TEKS BACAAN:
┌────────

Menuju konten utama

Bagaimana Eks-Tentara Anak di Konflik Ambon 'Hijrah' Menuju Damai?

Tentang seorang anak yang pernah terbiasa menghabisi anak lainnya atas nama iman, lalu kembali ke jalan yang benar, jalan penuh kedamaian.

Bagaimana Eks-Tentara Anak di Konflik Ambon 'Hijrah' Menuju Damai?
Umat Kristiani Ibu Telussa (kiri) berjabat tangan sambil mengucapkan terima kasih kepada salah satu pemuda Muslim, Ewin (kanan) yang membantu menjaga gereja serta mengatur arus lalu lintas saat umat Kristiani beribadah malam Natal di Gereja Silo, Ambon, Maluku, Sabtu (24/12) malam. ANTARA FOTO/Embong Salampessy/aww/16.

tirto.id - “Saya menyaksikan perang antara Pasukan Putih dan Pasukan Kuning di jalan raya. Masing-masing dari mereka menggunakan kekuatan magis. Saya melihat secara langsung bagaimana parang melayang di udara lalu kembali kepada pemiliknya,” kata Ronald Regang kepada Jacky Manuputty.

Jacky, pendeta sekaligus aktivis perdamaian Maluku, mengaku sulit mempercayai cerita tersebut. Tapi sebagai mentor yang baik ia mesti mendengarkan seluruh kesaksian Ronald, mantan tentara anak di konflik antarkelompok beragama yang pecah di Ambon dan sekitarnya sepanjang tahun 1999-2002.

└────────

DATA TERCATAT:
┌────────

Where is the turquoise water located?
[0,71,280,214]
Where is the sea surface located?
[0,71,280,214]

└────────

TANTANGAN:
**a)** Tuliskan ulang tanpa perubahan bagian teks bacaan yang diawali "Umat Kristiani Ibu" dan berlanjut sampai "ANTARA FOTO/Embong Salampessy/aww/16.".
**b)** Sebutkan semua nama orang yang muncul dalam teks bacaan.
Gunakan teks bacaan saja sebagai sumber, bukan materi.

JAWABAN PER TUGAS:
**a)**
Umat Kristiani Ibu Telussa (kiri) berjabat tangan sambil mengucapkan terima kasih kepada salah satu pemuda Muslim, Ewin (kanan) yang membantu menjaga gereja serta mengatur arus lalu lintas saat umat Kristiani beribadah malam Natal di Gereja Silo, Ambon, Maluku, Sabtu (24/12) malam. ANTARA FOTO/Embong Salampessy/aww/16.

**b)** Ibu Telussa, Ewin, Embong Salampessy, Ronald Regang, Jacky Manuputty